### Исходный текст:
Отказ Газданова от столь, казалось бы, лестной для него ассоциации понятен. Несмотря на явную связь с Буниным, а еще более с Толстым, Чеховым, он ощущал себя «другим» – человеком и писателем «некалендарного», настоящего XX века, определившего его мироощущение, жизненное кредо, эстетику и поэтику. Глубина, ясность его миросозерцания определены ничем не замутненным пониманием ценностей бытия человека, прошедшего ад.
На рубеже 1930-х годов русская эмигрантская критика отзывалась о Газданове и о Сирине (В. Набокове) как о самых талантливых молодых писателях Русского зарубежья (Г. Адамович, В. Ходасевич и др.). По мнению В. Вейдле, одаренностью Газданов превосходил Набокова[37]. М. Осоргин в письме Горькому из Парижа в Сорренто 9 февраля 1930 г. назвал Газданова «первым в зарубежье» и писал, что ждет от него больше, чем от Сирина.

### Исходные записи:
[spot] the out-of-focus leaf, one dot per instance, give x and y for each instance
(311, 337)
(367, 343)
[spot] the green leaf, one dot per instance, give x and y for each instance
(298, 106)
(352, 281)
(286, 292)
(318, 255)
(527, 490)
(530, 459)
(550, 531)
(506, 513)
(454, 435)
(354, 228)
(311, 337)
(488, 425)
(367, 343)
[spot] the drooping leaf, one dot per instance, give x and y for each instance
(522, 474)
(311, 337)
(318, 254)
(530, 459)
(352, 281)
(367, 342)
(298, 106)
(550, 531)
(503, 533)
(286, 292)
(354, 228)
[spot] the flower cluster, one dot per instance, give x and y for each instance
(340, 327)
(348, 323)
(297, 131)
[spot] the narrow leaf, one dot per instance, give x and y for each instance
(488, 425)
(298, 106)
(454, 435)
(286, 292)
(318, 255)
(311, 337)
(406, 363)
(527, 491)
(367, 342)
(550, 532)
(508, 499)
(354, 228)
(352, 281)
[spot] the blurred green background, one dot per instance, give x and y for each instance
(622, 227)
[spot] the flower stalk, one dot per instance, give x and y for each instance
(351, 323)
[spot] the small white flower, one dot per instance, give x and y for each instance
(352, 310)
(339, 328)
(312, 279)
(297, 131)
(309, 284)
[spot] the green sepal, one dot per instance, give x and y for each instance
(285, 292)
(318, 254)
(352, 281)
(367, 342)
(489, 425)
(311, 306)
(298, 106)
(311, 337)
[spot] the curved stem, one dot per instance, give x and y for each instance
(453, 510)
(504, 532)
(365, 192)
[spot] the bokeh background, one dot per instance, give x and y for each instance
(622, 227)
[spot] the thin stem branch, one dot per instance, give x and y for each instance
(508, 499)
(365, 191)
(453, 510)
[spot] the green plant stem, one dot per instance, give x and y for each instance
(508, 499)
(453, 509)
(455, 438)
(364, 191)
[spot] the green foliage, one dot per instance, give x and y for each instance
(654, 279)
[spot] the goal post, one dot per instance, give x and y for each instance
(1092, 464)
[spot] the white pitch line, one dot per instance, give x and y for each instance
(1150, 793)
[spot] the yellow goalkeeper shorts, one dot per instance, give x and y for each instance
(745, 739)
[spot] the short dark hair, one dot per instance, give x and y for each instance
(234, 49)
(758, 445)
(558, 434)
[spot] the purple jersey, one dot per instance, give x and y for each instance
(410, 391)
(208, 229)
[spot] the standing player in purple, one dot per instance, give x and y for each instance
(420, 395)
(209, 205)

### Что нужно сделать:
A – Переоформите записи в таблицу Markdown со столбцами «Номер» и «Строка», начиная со строки, где есть «[spot] the thin», и заканчивая строкой с «(1092, 464)». Пустые строки в таблицу не включайте.
B – Как продолжить текст о Газданове после его последнего предложения? Напишите это продолжение.

### Ответы ниже:
A –
| Номер | Строка |
|---|---|
| 1 | [spot] the thin stem branch, one dot per instance, give x and y for each instance |
| 2 | (508, 499) |
| 3 | (365, 191) |
| 4 | (453, 510) |
| 5 | [spot] the green plant stem, one dot per instance, give x and y for each instance |
| 6 | (508, 499) |
| 7 | (453, 509) |
| 8 | (455, 438) |
| 9 | (364, 191) |
| 10 | [spot] the green foliage, one dot per instance, give x and y for each instance |
| 11 | (654, 279) |
| 12 | [spot] the goal post, one dot per instance, give x and y for each instance |
| 13 | (1092, 464) |

B –
И ныне литературоведы, разрабатывая оппозицию «теплый, лиричный, обаятельный» Газданов и «холодный, головной, надменный» Набоков, нередко мучаются вопросом, как же так получилось, что Газданов незаслуженно оказался в тени, как бы на втором плане? Американский исследователь Л. Диенеш видит в недостаточном признании Газданова некое роковое стечение неблагоприятных исторических обстоятельств: появись его романы «Ночные дороги» и «Полет» не перед самой войной или в ее начале, когда мир был уже в глубоком кошмаре, а «где-нибудь в середине тридцатых», Газданова бы, «конечно, признали подлинным соперником Набокова»[38].
Сопоставление Газданова и Набокова как современников, как представителей литературы русского экзистенциализма, вполне правомерно, но только не в понятиях соперничества: они принадлежат разным культурным мирам, представляют два разных типа художественного сознания.
Набоков уехал из России, будучи вполне сложившимся двадцатилетним молодым человеком, успевшим заявить о себе как поэт в русле русской классической традиции. Он «увез с собой» русскую культуру и, находясь в изгнании, как мог и сколько мог, сохранял ее, развивая ее традиции. Всем своим творчеством, деятельностью, он культивировал «пушкинский миф», став «солистом» в эмигрантской пушкиниане XX века, и претендовал на титул главного, легитимного наследника Пушкина и традиций русской классической прозы в литературе XX столетия.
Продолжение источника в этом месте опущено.